Can you render everything from the start of the entries down to the line containing "positive clicks: (58, 32)" as a Markdown table with the columns Row and Line, numbering each line and skipping any blank ones?

[Extracted entries]
┌────────

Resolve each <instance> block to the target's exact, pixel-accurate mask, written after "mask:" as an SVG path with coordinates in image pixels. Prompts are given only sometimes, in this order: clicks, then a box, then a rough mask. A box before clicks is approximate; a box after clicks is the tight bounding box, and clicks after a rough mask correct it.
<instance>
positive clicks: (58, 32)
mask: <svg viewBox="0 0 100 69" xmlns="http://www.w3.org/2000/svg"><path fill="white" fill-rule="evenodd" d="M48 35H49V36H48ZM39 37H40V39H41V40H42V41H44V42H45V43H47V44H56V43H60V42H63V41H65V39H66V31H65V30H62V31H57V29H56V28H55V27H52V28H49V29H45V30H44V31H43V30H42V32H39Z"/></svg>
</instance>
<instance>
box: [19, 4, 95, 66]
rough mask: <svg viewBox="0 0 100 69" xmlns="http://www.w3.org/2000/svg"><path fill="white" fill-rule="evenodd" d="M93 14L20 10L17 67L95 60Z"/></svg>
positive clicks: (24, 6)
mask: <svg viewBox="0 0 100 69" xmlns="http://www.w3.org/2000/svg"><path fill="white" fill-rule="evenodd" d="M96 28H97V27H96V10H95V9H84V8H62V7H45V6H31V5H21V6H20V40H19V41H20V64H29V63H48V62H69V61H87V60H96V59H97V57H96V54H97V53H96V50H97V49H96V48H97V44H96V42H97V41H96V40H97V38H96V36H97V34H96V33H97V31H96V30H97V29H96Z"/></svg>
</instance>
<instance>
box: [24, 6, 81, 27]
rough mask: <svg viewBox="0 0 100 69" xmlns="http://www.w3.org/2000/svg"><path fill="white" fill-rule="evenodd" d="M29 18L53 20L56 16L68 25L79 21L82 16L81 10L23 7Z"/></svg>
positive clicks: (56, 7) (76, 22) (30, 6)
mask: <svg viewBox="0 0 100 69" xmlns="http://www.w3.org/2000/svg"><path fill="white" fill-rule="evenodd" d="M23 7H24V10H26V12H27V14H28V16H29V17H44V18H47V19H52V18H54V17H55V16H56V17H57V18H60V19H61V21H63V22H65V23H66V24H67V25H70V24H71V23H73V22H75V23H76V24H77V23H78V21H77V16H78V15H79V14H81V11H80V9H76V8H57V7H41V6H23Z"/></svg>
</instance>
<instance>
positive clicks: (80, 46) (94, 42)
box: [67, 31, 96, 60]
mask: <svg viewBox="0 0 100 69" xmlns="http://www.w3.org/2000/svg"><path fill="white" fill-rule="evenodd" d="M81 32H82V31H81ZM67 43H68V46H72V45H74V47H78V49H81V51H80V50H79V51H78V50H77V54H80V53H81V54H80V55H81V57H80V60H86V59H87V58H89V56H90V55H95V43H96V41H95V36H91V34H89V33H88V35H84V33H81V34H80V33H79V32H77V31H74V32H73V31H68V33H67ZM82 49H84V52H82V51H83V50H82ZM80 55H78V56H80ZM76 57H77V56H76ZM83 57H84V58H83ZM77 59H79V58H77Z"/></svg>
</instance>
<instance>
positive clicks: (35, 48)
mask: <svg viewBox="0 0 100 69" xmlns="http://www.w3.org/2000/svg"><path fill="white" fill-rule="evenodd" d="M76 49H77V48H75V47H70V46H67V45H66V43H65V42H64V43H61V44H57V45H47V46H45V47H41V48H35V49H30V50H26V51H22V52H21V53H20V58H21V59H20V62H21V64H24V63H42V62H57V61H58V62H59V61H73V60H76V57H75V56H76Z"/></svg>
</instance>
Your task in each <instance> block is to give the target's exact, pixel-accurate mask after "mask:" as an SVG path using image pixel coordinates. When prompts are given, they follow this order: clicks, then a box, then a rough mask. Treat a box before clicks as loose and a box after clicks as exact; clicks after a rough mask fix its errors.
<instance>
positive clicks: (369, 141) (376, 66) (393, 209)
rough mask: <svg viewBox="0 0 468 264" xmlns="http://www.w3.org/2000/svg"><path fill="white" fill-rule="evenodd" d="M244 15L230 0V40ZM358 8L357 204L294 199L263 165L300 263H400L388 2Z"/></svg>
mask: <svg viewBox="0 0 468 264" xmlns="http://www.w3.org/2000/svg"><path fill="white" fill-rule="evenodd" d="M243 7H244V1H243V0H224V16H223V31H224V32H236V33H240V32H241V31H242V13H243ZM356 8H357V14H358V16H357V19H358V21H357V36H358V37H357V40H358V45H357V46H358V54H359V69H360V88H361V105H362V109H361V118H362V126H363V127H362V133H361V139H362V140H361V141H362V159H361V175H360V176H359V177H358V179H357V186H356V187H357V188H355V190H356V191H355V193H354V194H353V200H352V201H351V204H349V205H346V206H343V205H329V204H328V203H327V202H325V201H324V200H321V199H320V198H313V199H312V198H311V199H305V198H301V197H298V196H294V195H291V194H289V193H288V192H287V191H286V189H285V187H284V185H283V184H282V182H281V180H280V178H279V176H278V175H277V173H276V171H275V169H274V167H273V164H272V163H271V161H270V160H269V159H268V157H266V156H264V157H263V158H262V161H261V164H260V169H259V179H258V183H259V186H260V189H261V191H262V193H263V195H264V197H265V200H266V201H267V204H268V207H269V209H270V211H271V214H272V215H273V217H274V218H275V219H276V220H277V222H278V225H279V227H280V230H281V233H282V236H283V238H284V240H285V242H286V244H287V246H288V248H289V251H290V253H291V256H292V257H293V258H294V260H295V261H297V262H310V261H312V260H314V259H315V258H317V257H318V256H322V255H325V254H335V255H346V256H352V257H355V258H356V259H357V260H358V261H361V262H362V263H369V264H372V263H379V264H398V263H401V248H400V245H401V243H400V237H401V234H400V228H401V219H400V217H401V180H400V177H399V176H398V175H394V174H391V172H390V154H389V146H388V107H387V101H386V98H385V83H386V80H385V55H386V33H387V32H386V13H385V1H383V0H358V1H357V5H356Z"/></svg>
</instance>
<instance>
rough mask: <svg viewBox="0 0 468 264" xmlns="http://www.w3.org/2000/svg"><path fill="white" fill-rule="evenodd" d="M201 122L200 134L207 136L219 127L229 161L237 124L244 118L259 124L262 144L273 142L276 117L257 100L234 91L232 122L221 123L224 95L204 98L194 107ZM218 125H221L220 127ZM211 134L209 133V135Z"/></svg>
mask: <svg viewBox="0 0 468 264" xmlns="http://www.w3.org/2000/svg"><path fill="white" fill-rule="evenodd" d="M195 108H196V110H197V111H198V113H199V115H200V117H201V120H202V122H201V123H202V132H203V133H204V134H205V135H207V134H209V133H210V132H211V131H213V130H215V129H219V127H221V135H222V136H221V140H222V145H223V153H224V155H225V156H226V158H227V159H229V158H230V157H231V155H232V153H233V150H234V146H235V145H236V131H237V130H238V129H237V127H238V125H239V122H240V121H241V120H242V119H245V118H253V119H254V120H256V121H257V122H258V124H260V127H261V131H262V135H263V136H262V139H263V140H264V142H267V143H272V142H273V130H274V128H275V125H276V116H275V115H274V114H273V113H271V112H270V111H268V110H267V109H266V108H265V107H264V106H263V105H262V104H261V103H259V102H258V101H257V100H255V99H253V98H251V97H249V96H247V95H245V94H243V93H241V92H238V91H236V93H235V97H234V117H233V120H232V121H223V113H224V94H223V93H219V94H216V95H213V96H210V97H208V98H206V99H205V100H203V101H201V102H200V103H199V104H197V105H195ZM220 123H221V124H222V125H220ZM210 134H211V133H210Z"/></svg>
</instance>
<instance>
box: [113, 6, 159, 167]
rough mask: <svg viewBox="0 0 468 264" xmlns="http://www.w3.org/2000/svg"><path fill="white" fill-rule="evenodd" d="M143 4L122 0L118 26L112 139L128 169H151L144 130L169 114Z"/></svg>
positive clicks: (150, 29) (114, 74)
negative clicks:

└────────

COMPLETED TASK ::
| Row | Line |
|---|---|
| 1 | Resolve each <instance> block to the target's exact, pixel-accurate mask, written after "mask:" as an SVG path with coordinates in image pixels. Prompts are given only sometimes, in this order: clicks, then a box, then a rough mask. A box before clicks is approximate; a box after clicks is the tight bounding box, and clicks after a rough mask correct it. |
| 2 | <instance> |
| 3 | positive clicks: (58, 32) |